## TO BE DONE
Locate each line in the material below that contains the word "head" and copy every such line.

## INPUT ROWS
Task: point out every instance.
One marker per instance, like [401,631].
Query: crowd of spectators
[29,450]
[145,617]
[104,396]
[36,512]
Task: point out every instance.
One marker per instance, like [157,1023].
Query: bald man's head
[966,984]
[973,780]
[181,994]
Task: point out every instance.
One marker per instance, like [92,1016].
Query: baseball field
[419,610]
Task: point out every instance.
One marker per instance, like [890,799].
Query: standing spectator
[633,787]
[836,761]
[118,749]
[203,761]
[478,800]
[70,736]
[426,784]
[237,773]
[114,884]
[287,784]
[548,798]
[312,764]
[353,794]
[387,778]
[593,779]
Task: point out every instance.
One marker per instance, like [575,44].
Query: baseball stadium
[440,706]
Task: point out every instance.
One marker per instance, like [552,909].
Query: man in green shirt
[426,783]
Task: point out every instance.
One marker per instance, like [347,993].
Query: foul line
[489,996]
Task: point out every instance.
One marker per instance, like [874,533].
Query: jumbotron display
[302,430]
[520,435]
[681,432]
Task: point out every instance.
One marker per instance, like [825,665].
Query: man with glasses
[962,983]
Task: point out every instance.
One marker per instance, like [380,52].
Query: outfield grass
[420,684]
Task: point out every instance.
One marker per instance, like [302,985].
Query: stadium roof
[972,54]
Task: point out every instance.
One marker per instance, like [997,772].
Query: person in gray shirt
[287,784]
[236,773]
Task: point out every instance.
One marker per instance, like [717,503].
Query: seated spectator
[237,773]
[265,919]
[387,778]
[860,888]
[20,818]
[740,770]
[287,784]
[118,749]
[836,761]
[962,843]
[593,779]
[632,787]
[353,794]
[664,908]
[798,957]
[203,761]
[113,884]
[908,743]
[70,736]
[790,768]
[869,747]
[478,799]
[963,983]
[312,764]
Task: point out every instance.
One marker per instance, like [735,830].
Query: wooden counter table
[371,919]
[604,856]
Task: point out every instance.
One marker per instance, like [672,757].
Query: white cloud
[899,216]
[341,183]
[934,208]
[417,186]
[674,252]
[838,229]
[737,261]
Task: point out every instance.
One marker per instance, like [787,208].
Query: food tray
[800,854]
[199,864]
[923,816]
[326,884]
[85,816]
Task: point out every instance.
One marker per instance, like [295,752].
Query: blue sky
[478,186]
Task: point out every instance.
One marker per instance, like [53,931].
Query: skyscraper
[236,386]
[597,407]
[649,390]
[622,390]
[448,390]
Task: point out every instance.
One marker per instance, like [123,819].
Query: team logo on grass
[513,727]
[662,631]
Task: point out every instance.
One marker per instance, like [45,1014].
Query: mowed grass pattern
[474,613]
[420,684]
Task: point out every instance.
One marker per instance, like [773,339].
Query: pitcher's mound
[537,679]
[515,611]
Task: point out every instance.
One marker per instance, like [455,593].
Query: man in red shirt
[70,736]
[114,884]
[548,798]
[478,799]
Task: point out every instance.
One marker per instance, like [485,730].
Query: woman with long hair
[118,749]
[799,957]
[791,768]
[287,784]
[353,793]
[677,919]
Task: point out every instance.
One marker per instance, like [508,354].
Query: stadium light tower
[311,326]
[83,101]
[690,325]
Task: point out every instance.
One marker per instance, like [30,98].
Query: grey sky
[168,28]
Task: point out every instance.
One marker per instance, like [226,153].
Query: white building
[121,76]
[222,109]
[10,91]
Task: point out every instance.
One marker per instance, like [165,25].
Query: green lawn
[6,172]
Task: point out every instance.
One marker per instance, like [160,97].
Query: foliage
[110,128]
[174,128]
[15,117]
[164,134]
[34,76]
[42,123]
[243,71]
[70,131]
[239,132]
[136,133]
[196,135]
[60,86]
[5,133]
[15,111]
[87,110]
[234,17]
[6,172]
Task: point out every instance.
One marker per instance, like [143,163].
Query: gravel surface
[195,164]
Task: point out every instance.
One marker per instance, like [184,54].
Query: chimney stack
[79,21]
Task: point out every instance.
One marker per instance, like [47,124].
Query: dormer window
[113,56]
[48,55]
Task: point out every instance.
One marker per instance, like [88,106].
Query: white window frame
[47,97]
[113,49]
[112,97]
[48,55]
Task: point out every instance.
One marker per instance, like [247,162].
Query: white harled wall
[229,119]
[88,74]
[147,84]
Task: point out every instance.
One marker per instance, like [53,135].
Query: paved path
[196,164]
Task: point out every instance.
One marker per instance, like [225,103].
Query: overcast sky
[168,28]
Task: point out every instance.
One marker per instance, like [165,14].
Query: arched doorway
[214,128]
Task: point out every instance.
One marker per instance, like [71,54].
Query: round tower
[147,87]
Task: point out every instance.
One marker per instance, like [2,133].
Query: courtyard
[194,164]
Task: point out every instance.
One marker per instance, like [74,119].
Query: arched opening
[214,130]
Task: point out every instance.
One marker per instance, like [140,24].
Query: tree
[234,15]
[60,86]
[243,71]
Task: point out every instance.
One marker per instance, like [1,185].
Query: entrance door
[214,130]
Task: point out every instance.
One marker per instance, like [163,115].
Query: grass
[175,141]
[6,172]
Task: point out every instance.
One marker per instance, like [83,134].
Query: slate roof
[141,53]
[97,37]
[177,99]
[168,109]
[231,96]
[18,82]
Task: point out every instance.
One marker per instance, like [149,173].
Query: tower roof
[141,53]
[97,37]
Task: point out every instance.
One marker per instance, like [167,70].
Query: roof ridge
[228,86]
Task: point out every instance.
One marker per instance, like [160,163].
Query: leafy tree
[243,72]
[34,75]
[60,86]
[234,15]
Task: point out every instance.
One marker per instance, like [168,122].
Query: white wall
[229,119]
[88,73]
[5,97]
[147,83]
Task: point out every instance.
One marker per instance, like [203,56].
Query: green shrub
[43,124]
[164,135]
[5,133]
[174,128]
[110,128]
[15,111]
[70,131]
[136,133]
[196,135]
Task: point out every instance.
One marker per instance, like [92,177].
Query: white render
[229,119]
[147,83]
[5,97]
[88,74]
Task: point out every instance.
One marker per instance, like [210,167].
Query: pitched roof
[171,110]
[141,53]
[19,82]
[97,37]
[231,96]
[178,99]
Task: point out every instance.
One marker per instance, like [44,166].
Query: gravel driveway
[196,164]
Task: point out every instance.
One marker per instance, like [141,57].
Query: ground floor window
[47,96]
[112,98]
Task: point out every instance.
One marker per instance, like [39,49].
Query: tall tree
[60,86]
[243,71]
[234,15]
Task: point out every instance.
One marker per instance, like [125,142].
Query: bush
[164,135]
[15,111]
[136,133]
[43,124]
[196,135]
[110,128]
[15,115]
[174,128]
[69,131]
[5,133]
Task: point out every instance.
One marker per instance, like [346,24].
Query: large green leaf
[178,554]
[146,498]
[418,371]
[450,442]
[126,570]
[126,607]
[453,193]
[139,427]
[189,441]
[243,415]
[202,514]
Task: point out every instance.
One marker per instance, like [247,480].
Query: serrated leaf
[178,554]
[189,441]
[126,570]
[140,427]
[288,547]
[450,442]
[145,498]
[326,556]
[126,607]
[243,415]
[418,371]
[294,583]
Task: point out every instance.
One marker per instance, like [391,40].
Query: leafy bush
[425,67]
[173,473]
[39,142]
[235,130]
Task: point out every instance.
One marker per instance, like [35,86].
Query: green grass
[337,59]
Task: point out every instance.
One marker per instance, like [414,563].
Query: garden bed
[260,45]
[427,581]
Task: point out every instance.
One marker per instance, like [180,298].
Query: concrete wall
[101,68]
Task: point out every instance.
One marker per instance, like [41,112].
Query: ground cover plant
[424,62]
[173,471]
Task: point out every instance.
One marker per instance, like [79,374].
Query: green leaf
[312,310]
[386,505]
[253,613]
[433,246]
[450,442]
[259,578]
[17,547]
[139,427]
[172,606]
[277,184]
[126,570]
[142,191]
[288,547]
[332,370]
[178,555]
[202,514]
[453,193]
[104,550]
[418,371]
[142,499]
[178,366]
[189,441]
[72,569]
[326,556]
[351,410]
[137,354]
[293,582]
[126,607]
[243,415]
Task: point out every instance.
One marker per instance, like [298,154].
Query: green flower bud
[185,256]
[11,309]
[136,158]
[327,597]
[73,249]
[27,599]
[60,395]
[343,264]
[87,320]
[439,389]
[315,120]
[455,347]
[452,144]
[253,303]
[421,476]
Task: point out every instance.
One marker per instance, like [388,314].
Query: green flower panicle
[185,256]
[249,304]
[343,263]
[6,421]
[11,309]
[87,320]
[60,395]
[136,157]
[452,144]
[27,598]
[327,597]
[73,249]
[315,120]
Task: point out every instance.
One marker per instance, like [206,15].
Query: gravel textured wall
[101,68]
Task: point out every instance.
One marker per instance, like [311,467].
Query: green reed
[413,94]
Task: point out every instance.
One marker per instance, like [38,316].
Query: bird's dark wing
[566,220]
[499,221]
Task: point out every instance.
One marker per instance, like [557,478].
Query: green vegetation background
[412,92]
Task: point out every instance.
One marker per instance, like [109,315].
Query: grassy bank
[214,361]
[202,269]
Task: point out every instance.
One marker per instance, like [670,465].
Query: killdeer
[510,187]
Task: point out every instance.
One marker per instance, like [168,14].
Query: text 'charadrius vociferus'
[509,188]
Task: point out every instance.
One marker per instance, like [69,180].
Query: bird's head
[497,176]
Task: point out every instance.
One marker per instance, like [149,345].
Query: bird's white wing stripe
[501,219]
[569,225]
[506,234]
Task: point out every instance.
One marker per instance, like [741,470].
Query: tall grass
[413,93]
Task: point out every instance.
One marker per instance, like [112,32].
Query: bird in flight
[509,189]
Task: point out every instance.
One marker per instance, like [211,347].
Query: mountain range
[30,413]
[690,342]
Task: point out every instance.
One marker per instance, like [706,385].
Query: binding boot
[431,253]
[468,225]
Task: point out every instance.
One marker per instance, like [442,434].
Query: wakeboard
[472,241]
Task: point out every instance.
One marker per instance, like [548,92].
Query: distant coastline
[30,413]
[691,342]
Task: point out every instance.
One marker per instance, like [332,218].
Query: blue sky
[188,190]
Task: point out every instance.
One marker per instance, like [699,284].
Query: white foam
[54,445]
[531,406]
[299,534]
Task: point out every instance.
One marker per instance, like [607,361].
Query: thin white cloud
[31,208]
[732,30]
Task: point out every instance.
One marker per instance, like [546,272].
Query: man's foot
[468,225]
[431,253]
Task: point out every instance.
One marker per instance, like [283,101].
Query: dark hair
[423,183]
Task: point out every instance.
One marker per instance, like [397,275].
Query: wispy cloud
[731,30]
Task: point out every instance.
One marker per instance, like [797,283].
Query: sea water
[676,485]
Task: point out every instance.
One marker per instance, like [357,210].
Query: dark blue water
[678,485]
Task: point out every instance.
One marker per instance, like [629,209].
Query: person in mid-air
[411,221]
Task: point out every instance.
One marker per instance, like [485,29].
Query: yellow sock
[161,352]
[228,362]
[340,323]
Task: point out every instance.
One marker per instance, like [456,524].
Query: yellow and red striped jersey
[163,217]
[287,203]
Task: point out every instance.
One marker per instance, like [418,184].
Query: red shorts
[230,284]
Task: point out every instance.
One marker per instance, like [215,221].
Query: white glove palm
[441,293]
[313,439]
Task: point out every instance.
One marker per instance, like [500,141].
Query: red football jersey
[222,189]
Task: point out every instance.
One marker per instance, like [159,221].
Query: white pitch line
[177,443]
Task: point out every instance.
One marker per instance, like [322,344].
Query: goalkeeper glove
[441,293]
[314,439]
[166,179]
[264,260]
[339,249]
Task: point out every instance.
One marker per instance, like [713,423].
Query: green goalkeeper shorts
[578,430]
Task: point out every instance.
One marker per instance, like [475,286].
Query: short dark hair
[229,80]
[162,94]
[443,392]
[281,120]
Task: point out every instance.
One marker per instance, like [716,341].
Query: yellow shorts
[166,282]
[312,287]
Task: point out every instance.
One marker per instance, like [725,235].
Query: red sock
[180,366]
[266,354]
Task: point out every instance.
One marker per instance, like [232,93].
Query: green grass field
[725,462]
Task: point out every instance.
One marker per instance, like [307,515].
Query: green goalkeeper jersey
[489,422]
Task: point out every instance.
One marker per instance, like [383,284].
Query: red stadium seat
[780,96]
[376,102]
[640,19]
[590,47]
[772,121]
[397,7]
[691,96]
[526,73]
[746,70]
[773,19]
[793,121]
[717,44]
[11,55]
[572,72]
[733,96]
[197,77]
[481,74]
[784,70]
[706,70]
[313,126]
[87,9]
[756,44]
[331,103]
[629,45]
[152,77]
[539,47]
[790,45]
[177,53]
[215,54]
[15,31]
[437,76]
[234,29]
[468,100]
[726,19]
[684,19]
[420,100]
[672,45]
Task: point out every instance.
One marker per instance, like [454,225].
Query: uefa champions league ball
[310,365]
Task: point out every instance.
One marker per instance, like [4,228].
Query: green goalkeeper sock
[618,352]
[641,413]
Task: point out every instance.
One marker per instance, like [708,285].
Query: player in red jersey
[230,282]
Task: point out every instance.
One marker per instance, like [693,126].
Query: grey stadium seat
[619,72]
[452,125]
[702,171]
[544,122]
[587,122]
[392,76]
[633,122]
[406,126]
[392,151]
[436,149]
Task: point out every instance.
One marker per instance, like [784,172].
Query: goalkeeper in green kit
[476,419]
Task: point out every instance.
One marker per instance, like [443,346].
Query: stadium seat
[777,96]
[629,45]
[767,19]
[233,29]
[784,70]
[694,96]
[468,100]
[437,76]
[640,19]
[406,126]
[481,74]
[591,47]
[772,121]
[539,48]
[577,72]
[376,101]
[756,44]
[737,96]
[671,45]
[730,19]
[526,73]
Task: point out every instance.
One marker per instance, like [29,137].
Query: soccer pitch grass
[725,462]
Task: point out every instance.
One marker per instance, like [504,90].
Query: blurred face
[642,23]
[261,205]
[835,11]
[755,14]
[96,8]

## SOLVED EXERCISE
Query: bald man's head
Query: bird's head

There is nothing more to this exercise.